PROBLEMS AND TASKS:
1 - Repeat the festival passage word for word, starting at "And then there’s" and ending at "about the event.".
2 - Turn the paragraph of the festival passage beginning "Guest speakers include" into a bulleted list of the speakers, keeping each one's description.

PASSAGE:
------------------------

Developer Keith Kite’s two hotels, Spring Hill Suites and Hampton Inn, are partners, and son Kelly Kite is on the board. Also on the board: Christian Garcia and Mark Edmonds of Patisserie Vero Beach, and Dr. Ray Adams of Indian River Charter High’s School for the Visual and Performing Arts.

Guest speakers include New Zealand vintner Beth Ann Dahan, now a lecturer at Boston University’s School of Hospitality; Brahm Callahan, a young master sommelier from Boston; and Edie Widder, ocean researcher who first filmed a giant squid.

A panel of judges is already taking shape, with Warren Obluck, director of film studies at the Vero Beach Museum of Art, topping the list.

Stewart says they’ve narrowed a list to 40 from more than 250 entries from as far away as China (a documentary about organ harvesting of political prisoners) and as near as a U.S. 1 vet’s office (Dr. John Stein’s short film “Ludwig,” with a cast of folding chairs.)

And then there’s “Ron Taylor: Doctor Baseball,” the story of a World Series-winning pitcher for the Cardinals and the Mets who quit to go to med school. The film is produced and directed by his sons.

”I saw it at the Napa Valley Film Festival,” Stewart says. When she came home, she and festival co-founder Gail Shepherd made a trip to Port St. Lucie to try to get the Mets involved.

Also on the schedule is a screening of the movie “Bottle Shock” for the 40th anniversary of the Judgment of Paris, the 1976 blind tasting in Paris that pitted French wines against American wines. That historic event was reported on by Vero’s own George Taber, a former Time magazine reporter who wrote a book about the event.

“The audience will do a blind tasting reenacting the event,” says Stewart. Chateau Montelena, a participant in the Judgment of Paris, is sending one of its chardonnays to the Vero event.

------------------------

INFORMATION PROVIDED:
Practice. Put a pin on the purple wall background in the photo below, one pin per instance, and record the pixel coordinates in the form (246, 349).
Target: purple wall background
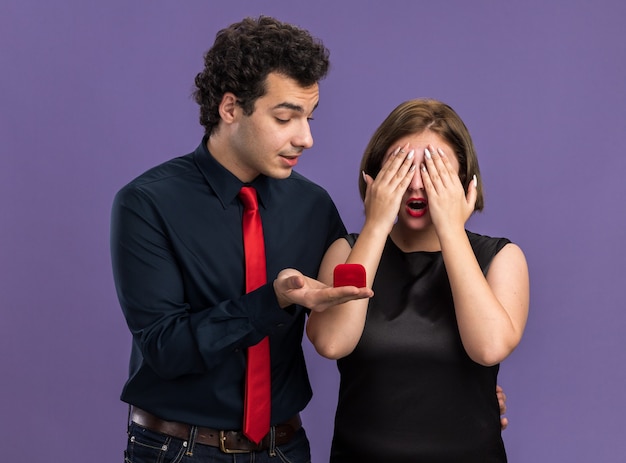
(92, 94)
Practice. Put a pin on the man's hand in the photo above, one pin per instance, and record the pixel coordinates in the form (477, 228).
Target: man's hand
(504, 422)
(292, 287)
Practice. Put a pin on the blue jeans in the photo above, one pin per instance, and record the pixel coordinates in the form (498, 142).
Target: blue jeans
(145, 446)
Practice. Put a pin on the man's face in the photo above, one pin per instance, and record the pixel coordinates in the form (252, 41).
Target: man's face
(272, 138)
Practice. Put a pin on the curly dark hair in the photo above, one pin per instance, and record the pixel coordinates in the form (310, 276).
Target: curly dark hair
(245, 53)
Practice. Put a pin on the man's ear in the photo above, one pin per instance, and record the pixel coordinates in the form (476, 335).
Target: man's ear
(228, 107)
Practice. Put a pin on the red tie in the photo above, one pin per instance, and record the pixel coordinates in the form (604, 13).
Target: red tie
(257, 404)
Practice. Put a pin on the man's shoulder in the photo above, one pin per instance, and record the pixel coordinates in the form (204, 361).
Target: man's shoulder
(297, 181)
(168, 178)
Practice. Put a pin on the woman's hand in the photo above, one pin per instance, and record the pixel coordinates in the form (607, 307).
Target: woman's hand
(384, 194)
(448, 204)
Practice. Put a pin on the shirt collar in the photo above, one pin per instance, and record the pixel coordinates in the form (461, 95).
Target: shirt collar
(226, 185)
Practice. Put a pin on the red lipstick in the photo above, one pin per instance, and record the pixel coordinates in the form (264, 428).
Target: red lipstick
(416, 207)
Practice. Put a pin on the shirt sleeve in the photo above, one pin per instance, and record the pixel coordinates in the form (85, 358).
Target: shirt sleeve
(173, 339)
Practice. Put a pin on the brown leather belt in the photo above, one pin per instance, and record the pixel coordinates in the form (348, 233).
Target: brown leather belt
(227, 441)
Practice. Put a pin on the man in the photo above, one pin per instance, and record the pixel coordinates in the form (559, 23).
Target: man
(178, 257)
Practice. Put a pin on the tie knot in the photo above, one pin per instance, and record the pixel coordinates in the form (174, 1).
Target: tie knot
(247, 195)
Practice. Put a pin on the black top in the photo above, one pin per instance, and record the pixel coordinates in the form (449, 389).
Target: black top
(409, 392)
(178, 264)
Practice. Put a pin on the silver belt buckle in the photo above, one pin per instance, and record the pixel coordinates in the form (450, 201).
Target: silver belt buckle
(227, 450)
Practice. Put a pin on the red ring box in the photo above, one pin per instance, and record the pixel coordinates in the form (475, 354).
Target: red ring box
(349, 275)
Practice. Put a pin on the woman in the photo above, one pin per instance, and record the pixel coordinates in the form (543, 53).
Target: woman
(419, 361)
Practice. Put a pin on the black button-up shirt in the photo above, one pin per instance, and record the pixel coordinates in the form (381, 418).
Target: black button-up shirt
(178, 265)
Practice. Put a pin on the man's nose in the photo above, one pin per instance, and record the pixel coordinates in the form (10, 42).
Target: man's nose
(304, 138)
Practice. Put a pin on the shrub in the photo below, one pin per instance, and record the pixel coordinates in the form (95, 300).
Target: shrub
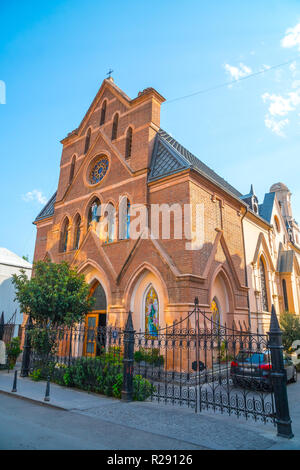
(142, 388)
(290, 326)
(43, 341)
(151, 356)
(36, 375)
(13, 350)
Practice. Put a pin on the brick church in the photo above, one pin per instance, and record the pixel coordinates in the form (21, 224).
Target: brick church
(119, 156)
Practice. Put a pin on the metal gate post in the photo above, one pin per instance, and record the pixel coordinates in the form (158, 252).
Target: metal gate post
(283, 420)
(127, 392)
(26, 350)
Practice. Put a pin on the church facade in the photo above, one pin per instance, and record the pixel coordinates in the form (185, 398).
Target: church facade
(207, 239)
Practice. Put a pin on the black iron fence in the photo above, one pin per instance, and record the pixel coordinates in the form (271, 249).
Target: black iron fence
(195, 362)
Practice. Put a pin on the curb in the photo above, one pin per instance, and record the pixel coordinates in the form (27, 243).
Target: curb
(31, 400)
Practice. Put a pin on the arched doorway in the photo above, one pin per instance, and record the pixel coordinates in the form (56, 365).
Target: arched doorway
(220, 299)
(95, 322)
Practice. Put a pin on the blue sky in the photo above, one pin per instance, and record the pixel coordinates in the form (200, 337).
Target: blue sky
(55, 54)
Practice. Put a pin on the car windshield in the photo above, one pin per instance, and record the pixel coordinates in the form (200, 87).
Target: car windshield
(251, 357)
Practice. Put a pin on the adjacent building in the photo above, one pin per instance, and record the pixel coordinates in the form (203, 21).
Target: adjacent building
(10, 264)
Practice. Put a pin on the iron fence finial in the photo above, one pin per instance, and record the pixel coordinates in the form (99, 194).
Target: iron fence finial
(129, 323)
(274, 324)
(2, 326)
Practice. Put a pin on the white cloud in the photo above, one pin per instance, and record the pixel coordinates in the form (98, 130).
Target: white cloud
(280, 106)
(34, 195)
(237, 72)
(265, 67)
(292, 37)
(276, 126)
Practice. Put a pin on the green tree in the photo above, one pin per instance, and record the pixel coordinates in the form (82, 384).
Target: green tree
(290, 326)
(56, 294)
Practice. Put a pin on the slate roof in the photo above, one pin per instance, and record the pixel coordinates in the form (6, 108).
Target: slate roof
(266, 208)
(286, 261)
(170, 157)
(48, 210)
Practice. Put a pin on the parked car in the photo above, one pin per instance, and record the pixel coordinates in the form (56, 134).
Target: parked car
(252, 369)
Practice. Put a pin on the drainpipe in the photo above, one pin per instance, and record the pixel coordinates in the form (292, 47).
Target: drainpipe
(246, 272)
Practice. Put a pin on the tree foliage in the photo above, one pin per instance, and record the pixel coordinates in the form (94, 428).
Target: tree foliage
(55, 294)
(290, 326)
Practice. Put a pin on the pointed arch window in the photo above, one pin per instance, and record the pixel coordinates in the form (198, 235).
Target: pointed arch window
(263, 286)
(110, 215)
(77, 232)
(87, 141)
(216, 314)
(94, 212)
(128, 143)
(103, 113)
(72, 169)
(285, 296)
(64, 237)
(124, 219)
(151, 312)
(114, 132)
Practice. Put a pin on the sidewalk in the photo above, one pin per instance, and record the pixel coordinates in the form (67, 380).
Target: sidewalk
(205, 430)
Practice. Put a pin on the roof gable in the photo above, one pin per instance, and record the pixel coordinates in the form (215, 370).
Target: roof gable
(186, 159)
(165, 160)
(266, 208)
(48, 210)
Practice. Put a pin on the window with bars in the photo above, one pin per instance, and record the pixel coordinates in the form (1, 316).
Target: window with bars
(64, 237)
(263, 286)
(77, 233)
(128, 143)
(103, 113)
(114, 132)
(87, 141)
(72, 169)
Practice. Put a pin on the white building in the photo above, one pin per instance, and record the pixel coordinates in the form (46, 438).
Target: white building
(10, 264)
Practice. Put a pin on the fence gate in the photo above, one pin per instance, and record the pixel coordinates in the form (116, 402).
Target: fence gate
(196, 362)
(208, 366)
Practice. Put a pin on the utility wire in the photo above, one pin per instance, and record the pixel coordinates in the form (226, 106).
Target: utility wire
(222, 85)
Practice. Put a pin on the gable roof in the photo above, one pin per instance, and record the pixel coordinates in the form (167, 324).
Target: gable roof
(286, 261)
(170, 157)
(266, 208)
(48, 210)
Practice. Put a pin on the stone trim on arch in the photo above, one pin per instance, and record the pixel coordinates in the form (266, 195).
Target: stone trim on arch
(94, 272)
(144, 267)
(145, 277)
(262, 248)
(222, 271)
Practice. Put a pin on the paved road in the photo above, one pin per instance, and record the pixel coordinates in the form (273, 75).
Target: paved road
(90, 421)
(25, 425)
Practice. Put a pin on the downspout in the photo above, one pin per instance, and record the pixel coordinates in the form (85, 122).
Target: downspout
(246, 271)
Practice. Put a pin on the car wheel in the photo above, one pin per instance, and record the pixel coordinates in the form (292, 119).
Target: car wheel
(295, 377)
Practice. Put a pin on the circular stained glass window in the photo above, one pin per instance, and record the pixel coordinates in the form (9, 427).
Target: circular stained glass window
(98, 170)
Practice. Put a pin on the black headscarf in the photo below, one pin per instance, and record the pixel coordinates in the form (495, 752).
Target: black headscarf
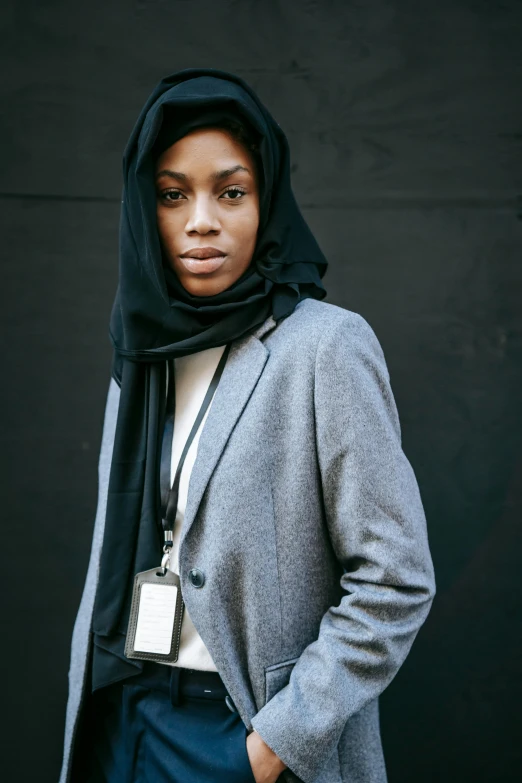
(154, 318)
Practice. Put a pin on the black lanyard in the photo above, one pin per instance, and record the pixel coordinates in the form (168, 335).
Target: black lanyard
(169, 494)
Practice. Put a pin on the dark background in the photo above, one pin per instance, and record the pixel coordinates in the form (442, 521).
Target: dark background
(405, 125)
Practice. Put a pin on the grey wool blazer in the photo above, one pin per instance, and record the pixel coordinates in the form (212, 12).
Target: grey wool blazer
(305, 516)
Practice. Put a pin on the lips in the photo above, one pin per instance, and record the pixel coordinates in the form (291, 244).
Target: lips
(203, 260)
(203, 252)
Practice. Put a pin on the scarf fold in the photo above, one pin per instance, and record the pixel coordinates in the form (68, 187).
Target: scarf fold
(154, 319)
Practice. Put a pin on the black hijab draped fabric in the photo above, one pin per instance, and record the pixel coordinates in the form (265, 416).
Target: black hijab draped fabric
(154, 319)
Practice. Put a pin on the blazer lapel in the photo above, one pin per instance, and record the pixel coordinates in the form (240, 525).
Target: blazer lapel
(245, 363)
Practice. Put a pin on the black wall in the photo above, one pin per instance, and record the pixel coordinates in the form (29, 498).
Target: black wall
(405, 125)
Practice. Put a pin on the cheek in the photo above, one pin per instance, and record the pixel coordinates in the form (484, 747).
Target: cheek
(167, 225)
(246, 226)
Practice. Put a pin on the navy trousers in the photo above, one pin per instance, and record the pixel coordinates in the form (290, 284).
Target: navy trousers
(167, 725)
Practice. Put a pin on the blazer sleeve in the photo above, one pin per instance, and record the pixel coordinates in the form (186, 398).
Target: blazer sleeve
(377, 526)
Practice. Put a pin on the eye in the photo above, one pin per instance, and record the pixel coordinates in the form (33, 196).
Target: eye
(239, 191)
(167, 193)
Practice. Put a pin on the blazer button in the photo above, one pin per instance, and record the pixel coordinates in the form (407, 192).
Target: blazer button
(197, 577)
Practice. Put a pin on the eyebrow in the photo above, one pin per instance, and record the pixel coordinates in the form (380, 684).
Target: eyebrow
(216, 177)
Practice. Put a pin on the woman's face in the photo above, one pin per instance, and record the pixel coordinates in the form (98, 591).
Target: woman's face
(207, 209)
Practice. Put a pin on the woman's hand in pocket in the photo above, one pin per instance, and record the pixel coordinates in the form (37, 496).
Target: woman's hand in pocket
(266, 765)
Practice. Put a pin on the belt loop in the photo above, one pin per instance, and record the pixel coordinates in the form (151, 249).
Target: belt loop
(174, 686)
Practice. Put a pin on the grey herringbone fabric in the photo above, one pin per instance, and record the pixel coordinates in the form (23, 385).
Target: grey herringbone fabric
(305, 516)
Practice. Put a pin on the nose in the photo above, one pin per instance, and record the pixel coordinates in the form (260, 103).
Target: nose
(203, 216)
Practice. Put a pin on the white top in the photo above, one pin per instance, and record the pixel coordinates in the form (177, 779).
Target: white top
(193, 374)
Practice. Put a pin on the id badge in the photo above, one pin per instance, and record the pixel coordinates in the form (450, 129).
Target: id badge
(156, 615)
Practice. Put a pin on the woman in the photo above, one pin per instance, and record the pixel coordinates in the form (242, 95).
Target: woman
(260, 564)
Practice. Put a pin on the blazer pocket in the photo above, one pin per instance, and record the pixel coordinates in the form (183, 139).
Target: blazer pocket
(277, 676)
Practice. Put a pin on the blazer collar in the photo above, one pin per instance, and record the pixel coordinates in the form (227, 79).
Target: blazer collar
(245, 364)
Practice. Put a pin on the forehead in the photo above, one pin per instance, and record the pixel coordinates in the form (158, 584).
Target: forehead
(205, 146)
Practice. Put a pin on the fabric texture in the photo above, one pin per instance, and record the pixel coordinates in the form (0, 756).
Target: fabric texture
(154, 319)
(318, 573)
(138, 733)
(192, 378)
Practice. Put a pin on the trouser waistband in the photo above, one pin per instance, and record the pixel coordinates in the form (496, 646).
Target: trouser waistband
(180, 682)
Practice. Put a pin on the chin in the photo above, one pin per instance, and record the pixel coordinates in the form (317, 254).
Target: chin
(198, 287)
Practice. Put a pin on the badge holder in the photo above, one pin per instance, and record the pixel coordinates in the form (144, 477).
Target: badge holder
(156, 613)
(157, 605)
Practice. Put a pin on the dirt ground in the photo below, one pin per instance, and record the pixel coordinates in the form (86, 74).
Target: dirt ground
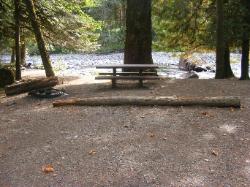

------------------------

SOLVED PROBLEMS:
1 -
And then there’s “Ron Taylor: Doctor Baseball,” the story of a World Series-winning pitcher for the Cardinals and the Mets who quit to go to med school. The film is produced and directed by his sons.

”I saw it at the Napa Valley Film Festival,” Stewart says. When she came home, she and festival co-founder Gail Shepherd made a trip to Port St. Lucie to try to get the Mets involved.

Also on the schedule is a screening of the movie “Bottle Shock” for the 40th anniversary of the Judgment of Paris, the 1976 blind tasting in Paris that pitted French wines against American wines. That historic event was reported on by Vero’s own George Taber, a former Time magazine reporter who wrote a book about the event.

2 -
- Beth Ann Dahan: New Zealand vintner, now a lecturer at Boston University's School of Hospitality
- Brahm Callahan: a young master sommelier from Boston
- Edie Widder: ocean researcher who first filmed a giant squid